Write out every one of the records below word for word, keeping each line unchanged.

··· THE RECORDS ···

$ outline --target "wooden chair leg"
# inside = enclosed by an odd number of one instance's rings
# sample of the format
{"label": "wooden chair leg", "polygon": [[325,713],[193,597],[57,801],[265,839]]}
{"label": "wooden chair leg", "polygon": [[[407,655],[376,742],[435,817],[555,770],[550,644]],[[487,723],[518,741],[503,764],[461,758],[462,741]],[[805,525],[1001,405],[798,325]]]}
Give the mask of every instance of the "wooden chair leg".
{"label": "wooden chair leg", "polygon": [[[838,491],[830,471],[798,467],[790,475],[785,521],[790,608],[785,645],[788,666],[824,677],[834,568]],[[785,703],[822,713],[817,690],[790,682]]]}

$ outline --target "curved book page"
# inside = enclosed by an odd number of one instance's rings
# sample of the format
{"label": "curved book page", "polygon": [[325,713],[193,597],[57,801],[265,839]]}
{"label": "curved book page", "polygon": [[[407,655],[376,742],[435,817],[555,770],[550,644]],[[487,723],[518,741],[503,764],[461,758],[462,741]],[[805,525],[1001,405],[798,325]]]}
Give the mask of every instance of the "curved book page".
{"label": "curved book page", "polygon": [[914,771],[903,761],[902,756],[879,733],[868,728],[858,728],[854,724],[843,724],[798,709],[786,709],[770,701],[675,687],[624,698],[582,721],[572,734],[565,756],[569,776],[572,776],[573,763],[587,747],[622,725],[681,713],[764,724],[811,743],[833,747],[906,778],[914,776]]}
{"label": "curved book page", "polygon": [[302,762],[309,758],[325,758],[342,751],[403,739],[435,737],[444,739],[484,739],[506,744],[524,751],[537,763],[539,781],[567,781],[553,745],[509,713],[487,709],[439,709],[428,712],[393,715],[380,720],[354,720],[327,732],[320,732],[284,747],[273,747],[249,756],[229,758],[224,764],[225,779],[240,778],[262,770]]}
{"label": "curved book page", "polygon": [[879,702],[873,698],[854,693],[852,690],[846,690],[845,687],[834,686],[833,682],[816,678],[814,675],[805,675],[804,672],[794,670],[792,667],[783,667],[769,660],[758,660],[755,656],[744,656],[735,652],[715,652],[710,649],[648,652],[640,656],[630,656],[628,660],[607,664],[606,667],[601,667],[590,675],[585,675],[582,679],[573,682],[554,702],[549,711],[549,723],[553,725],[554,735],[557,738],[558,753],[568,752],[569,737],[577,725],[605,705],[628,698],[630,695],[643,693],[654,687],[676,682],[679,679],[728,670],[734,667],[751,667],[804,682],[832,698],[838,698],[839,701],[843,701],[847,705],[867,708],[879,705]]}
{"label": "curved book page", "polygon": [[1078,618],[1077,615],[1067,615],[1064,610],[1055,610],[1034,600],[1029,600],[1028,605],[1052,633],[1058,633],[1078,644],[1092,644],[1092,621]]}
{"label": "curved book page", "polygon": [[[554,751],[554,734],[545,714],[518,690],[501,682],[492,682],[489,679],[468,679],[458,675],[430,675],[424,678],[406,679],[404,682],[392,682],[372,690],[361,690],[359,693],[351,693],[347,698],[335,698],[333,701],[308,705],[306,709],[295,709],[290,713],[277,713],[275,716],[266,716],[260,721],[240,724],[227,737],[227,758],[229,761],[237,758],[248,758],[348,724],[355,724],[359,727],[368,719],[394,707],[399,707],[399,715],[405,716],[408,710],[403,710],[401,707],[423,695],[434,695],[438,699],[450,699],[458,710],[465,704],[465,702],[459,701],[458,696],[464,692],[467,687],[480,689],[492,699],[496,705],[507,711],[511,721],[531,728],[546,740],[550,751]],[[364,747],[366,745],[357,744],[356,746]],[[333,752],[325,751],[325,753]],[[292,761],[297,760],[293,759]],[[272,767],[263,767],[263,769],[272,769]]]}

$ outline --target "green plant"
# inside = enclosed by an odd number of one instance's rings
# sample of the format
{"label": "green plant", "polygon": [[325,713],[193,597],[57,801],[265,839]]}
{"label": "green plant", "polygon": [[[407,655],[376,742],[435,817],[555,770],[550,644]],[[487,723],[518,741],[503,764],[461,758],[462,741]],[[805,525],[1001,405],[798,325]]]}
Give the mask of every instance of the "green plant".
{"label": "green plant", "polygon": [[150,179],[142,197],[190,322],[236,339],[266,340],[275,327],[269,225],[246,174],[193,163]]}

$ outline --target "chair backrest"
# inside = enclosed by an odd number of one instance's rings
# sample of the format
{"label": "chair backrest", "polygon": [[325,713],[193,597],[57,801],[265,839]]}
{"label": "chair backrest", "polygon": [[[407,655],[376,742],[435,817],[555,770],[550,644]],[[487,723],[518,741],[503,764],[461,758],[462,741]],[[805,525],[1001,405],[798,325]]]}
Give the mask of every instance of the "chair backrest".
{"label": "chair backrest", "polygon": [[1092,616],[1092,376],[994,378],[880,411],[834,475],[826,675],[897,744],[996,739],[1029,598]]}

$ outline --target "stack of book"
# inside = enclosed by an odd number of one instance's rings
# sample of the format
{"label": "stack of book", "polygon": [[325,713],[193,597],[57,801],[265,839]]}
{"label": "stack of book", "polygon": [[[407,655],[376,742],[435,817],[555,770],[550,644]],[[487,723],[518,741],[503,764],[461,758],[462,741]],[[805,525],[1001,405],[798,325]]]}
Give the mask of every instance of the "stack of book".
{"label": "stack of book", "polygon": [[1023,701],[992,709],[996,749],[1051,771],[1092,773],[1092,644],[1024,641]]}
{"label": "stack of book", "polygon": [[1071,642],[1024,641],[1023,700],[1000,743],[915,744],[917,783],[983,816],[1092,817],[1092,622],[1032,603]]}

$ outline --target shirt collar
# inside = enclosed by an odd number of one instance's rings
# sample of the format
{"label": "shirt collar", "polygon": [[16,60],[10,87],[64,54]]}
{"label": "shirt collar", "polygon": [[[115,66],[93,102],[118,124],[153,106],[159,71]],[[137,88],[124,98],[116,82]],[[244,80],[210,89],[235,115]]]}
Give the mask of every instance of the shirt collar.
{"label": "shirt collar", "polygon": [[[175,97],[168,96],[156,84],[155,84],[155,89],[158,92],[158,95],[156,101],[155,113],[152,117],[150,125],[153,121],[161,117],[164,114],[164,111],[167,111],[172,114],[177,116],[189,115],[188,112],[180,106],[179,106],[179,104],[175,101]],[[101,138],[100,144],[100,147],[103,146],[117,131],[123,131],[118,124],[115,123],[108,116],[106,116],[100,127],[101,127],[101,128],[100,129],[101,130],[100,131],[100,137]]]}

···

- [ANSWER]
$ outline --target "wooden chair leg"
# inside = enclosed by an odd number of one instance's rings
# sample of the format
{"label": "wooden chair leg", "polygon": [[325,713],[193,597],[57,801],[265,839]]}
{"label": "wooden chair leg", "polygon": [[[407,655],[376,742],[435,817],[555,770],[550,644]],[[487,723],[518,741],[503,764],[461,758],[462,741]],[[805,525],[1001,405],[798,325]]]}
Give the mask of every instance of the "wooden chair leg".
{"label": "wooden chair leg", "polygon": [[[838,491],[830,471],[798,467],[790,475],[785,521],[790,608],[785,645],[788,666],[824,677],[834,568]],[[785,703],[822,713],[817,690],[790,682]]]}

$ outline --target "curved book page"
# inside = enclosed by an odd number of one instance's rings
# sample of the format
{"label": "curved book page", "polygon": [[325,713],[193,597],[57,801],[265,839]]}
{"label": "curved book page", "polygon": [[[407,655],[376,742],[435,817],[555,770],[550,644]],[[487,723],[518,741],[503,764],[461,758],[462,741]],[[805,525],[1001,405],[798,325]]]}
Give the mask of every instance of the "curved book page".
{"label": "curved book page", "polygon": [[914,771],[903,761],[902,756],[879,733],[868,728],[858,728],[854,724],[843,724],[798,709],[786,709],[770,701],[675,687],[624,698],[582,721],[572,734],[565,756],[569,776],[572,776],[573,763],[587,747],[622,725],[681,713],[764,724],[811,743],[833,747],[906,778],[914,776]]}
{"label": "curved book page", "polygon": [[302,762],[309,758],[325,758],[342,751],[403,739],[435,737],[444,739],[484,739],[506,744],[524,751],[537,763],[539,781],[567,781],[553,745],[509,713],[487,709],[439,709],[428,712],[393,715],[380,720],[354,720],[327,732],[320,732],[284,747],[273,747],[249,756],[229,758],[224,764],[225,779],[240,778],[262,770]]}
{"label": "curved book page", "polygon": [[879,702],[873,698],[854,693],[852,690],[846,690],[845,687],[834,686],[833,682],[816,678],[814,675],[805,675],[804,672],[794,670],[792,667],[783,667],[769,660],[758,660],[755,656],[744,656],[735,652],[715,652],[710,649],[648,652],[640,656],[630,656],[628,660],[607,664],[606,667],[601,667],[590,675],[585,675],[582,679],[573,682],[554,702],[549,711],[549,723],[553,725],[554,735],[557,738],[558,753],[568,752],[569,737],[577,725],[605,705],[628,698],[630,695],[643,693],[654,687],[676,682],[679,679],[728,670],[734,667],[751,667],[804,682],[832,698],[838,698],[839,701],[843,701],[847,705],[867,708],[879,705]]}
{"label": "curved book page", "polygon": [[1078,618],[1077,615],[1067,615],[1064,610],[1055,610],[1034,600],[1029,600],[1028,605],[1052,633],[1058,633],[1078,644],[1092,644],[1092,621]]}
{"label": "curved book page", "polygon": [[[554,751],[554,734],[545,714],[518,690],[501,682],[492,682],[489,679],[468,679],[458,675],[430,675],[424,678],[406,679],[404,682],[392,682],[372,690],[361,690],[359,693],[351,693],[347,698],[335,698],[333,701],[308,705],[306,709],[295,709],[290,713],[277,713],[275,716],[266,716],[260,721],[240,724],[227,737],[227,758],[229,761],[237,758],[248,758],[348,724],[355,724],[359,727],[368,719],[394,707],[399,707],[399,715],[405,716],[408,710],[403,710],[401,707],[423,695],[434,695],[438,699],[450,699],[458,710],[465,704],[465,702],[459,701],[458,696],[464,692],[467,687],[480,689],[492,699],[496,705],[507,711],[511,721],[531,728],[546,740],[550,751]],[[364,747],[366,745],[357,744],[356,746]],[[333,752],[325,751],[325,753]],[[292,761],[297,760],[293,759]],[[272,767],[263,767],[263,769],[272,769]]]}

$ outline --target "green plant"
# inside = enclosed by an odd number of one instance's rings
# sample of the format
{"label": "green plant", "polygon": [[325,713],[193,597],[57,801],[265,839]]}
{"label": "green plant", "polygon": [[[407,655],[376,742],[435,817],[555,770],[550,644]],[[487,723],[518,741],[503,764],[461,758],[462,741]],[[805,525],[1001,405],[798,325]]]}
Give the mask of every instance of the "green plant".
{"label": "green plant", "polygon": [[150,179],[142,197],[190,322],[236,339],[266,340],[275,327],[269,225],[246,174],[193,163]]}

$ outline --target "chair backrest"
# inside = enclosed by an odd number of one instance's rings
# sample of the format
{"label": "chair backrest", "polygon": [[325,713],[193,597],[57,801],[265,839]]}
{"label": "chair backrest", "polygon": [[[407,655],[376,742],[435,817],[555,770],[550,644]],[[487,723],[518,741],[503,764],[461,758],[462,741]],[[805,525],[1001,405],[798,325]]]}
Give the mask of every instance of the "chair backrest".
{"label": "chair backrest", "polygon": [[1092,616],[1092,376],[994,378],[880,411],[834,475],[826,675],[897,744],[996,739],[1029,598]]}

$ outline --target "stack of book"
# inside = enclosed by an odd number of one instance's rings
# sample of the format
{"label": "stack of book", "polygon": [[325,713],[193,597],[57,801],[265,839]]}
{"label": "stack of book", "polygon": [[[407,655],[376,742],[435,817],[555,770],[550,644]],[[487,723],[518,741],[503,764],[461,758],[462,741]],[[805,525],[1001,405],[798,325]]]}
Give the mask of every instance of the "stack of book".
{"label": "stack of book", "polygon": [[1023,701],[992,709],[996,749],[1051,771],[1092,773],[1092,644],[1024,641]]}
{"label": "stack of book", "polygon": [[1071,642],[1024,641],[1023,700],[1000,743],[915,744],[917,783],[983,816],[1092,817],[1092,622],[1032,603]]}

$ outline --target shirt collar
# inside = enclosed by an odd number of one instance's rings
# sample of the format
{"label": "shirt collar", "polygon": [[16,60],[10,87],[64,54]]}
{"label": "shirt collar", "polygon": [[[115,66],[93,102],[118,124],[153,106],[159,71]],[[137,88],[124,98],[116,82]],[[244,80],[210,89],[235,115]]]}
Give the mask of every instance of the shirt collar.
{"label": "shirt collar", "polygon": [[[175,97],[168,96],[156,84],[155,84],[155,89],[158,92],[158,95],[156,101],[155,113],[152,117],[150,125],[153,121],[161,117],[164,114],[164,111],[167,111],[172,114],[177,116],[189,115],[188,112],[180,106],[179,106],[179,104],[175,101]],[[101,138],[100,144],[100,147],[103,146],[117,131],[123,131],[118,124],[115,123],[108,116],[106,116],[100,127],[101,127],[101,128],[100,129],[101,130],[100,131],[100,137]]]}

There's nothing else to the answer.